__PROBLEM A__
Reproduce verbatim the part of the Python operators overview that begins at the words "## Assignment Operators" and stops after the words "another value and reassigning it.".

__SOURCE DOCUMENT__
---
Python operators can be organized into the following groups:

• Arithmetic operators for performing traditional math evaluations.
• Assignment operators for assigning values to variables.
• Comparison operators for comparing two values.
• Logical operators for combining boolean values.

## Arithmetic Operators

Python has the following arithmetic operators:

• Addition, `+`, which returns the sum of two numbers.
• Subtraction, `-`, which returns the difference of two numbers.
• Multiplication, `*`, which returns the product of two numbers.
• Division, `/`, which returns the quotient of two numbers.
• Exponentiation, `**`, which returns the value of one number raised to the power of another.
• Modulus, `%`, which returns the remainder of one number divided by another.
• Floor division, `//`, which returns the integer quotient of two numbers.

## Assignment Operators

Python includes the following assignment operators:

• The `=` operator assigns the value on the right to the variable on the left.
• The `+=` operator updates a variable by incrementing its value and reassigning it.
• The `-=` operator updates a variable by decrementing its value and reassigning it.
• The `*=` operator updates a variable by multiplying its value and reassigning it.
• The `/=` operator updates a variable by dividing its value and reassigning it.
• The `%=` operator updates a variable by calculating its modulus against another value and reassigning it.

## Comparison Operators

Python has the following comparison operators:

• Equal, `==`, for returning `True` if two values are equal.
• Not equal, `!=`, for returning `True` if two values are not equal.
• Less than, `<`, for returning `True` if left value less than right value.
• Less than or equal to, `<=`, for returning `True` if left value is less than or equal to right value.
• Greater than, `>`, for returning `True` if left value greater than right value.
• Greater than or equal to, `>=`, for returning `True` if left value greater than or equal to right value.

## Logical Operators

Python has the following logical operators:

• The `and` operator returns `True` if both statements are `True`.
• The `or` operator returns `True` if either statement is `True`.
---
__Pointing records__
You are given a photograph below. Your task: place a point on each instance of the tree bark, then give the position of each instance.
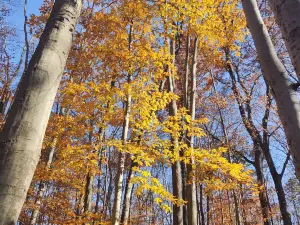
(128, 194)
(120, 173)
(275, 73)
(176, 167)
(24, 129)
(191, 184)
(287, 16)
(262, 190)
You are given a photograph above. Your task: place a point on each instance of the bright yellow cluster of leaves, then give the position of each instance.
(120, 50)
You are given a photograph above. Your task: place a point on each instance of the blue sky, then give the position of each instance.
(16, 18)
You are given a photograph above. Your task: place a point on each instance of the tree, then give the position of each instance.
(24, 129)
(287, 17)
(276, 75)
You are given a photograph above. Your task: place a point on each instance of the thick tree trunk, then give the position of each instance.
(287, 16)
(24, 130)
(275, 73)
(191, 185)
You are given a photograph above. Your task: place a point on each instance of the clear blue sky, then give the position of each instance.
(16, 18)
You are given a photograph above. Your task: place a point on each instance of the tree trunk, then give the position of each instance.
(128, 194)
(287, 17)
(120, 173)
(24, 130)
(191, 185)
(176, 167)
(88, 192)
(262, 190)
(201, 205)
(276, 75)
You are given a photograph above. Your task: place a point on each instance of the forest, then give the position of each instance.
(150, 112)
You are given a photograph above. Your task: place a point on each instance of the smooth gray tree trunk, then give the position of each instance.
(275, 73)
(287, 16)
(120, 172)
(24, 130)
(191, 186)
(128, 195)
(176, 167)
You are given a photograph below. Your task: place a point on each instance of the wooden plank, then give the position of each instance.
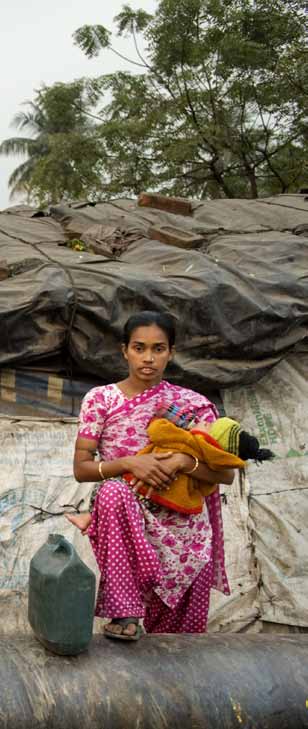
(176, 205)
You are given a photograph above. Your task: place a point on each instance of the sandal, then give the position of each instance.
(124, 622)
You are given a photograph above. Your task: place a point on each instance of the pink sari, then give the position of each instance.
(159, 566)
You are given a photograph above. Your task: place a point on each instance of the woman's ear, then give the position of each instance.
(172, 353)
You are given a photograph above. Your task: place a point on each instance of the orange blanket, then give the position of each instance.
(186, 494)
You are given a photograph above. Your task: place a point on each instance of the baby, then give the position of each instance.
(222, 444)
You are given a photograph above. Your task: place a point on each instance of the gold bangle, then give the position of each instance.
(187, 473)
(101, 463)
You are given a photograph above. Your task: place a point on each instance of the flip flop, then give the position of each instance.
(124, 622)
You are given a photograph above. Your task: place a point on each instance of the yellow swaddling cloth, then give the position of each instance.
(185, 493)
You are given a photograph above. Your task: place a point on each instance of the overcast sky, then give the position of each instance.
(36, 47)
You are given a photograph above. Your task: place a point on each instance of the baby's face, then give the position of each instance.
(203, 427)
---
__PROBLEM B__
Rescale the pointing listing from the line that contains "of the smooth" through the end of the listing. Repeat every line in that span, requests included, but multiply each point coordinate by 2 and round it to a whole number, with halves rounded up, and leave out the pictures.

__WORKED ANSWER A__
## Assignment Operators

Python includes the following assignment operators:

• The `=` operator assigns the value on the right to the variable on the left.
• The `+=` operator updates a variable by incrementing its value and reassigning it.
• The `-=` operator updates a variable by decrementing its value and reassigning it.
• The `*=` operator updates a variable by multiplying its value and reassigning it.
• The `/=` operator updates a variable by dividing its value and reassigning it.
• The `%=` operator updates a variable by calculating its modulus against another value and reassigning it.

__WORKED ANSWER B__
You are given a photograph above. Your task: place a point on each instance of the smooth gray tree trunk, then give the position of each instance.
(550, 146)
(574, 32)
(240, 344)
(48, 260)
(382, 372)
(256, 390)
(352, 334)
You are given a photograph below. Your task: place a point on each instance of the wooden plank, then give the position of each instance.
(352, 410)
You are given a photograph above. Your task: place a point on each instance of the sandal, then give the position of each instance.
(248, 1244)
You are given a photograph above. Your task: place a point on each instance of the pink sari, then give the position of each instance.
(318, 1132)
You are given a photograph above. Your task: place a point on each instance of the woman's ear, then give the position of each instance.
(344, 706)
You are given a photograph above. Your task: place a point on each instance of the orange blanket, then give the position of each instance.
(372, 988)
You are given a photograph above. Your task: place a point on each instance of the baby, then give the position of each instance.
(444, 888)
You are given a photograph above. Your task: place a point on each instance of the gold bangle, then give the position of each instance.
(374, 946)
(202, 926)
You are given a photograph above. Your task: place a point on each instance of the flip flop, then give the position of each instance.
(248, 1244)
You are given a photograph above. Your task: place a point on each instance of the yellow swaddling cloth, then give the position of each instance.
(370, 986)
You are given a photograph above. Your task: place a point on each instance of the overcast sky, then give the position of each instance.
(72, 94)
You are given a photograph above. Your task: place a point on each instance of the baby's face, then give the position of each instance.
(406, 854)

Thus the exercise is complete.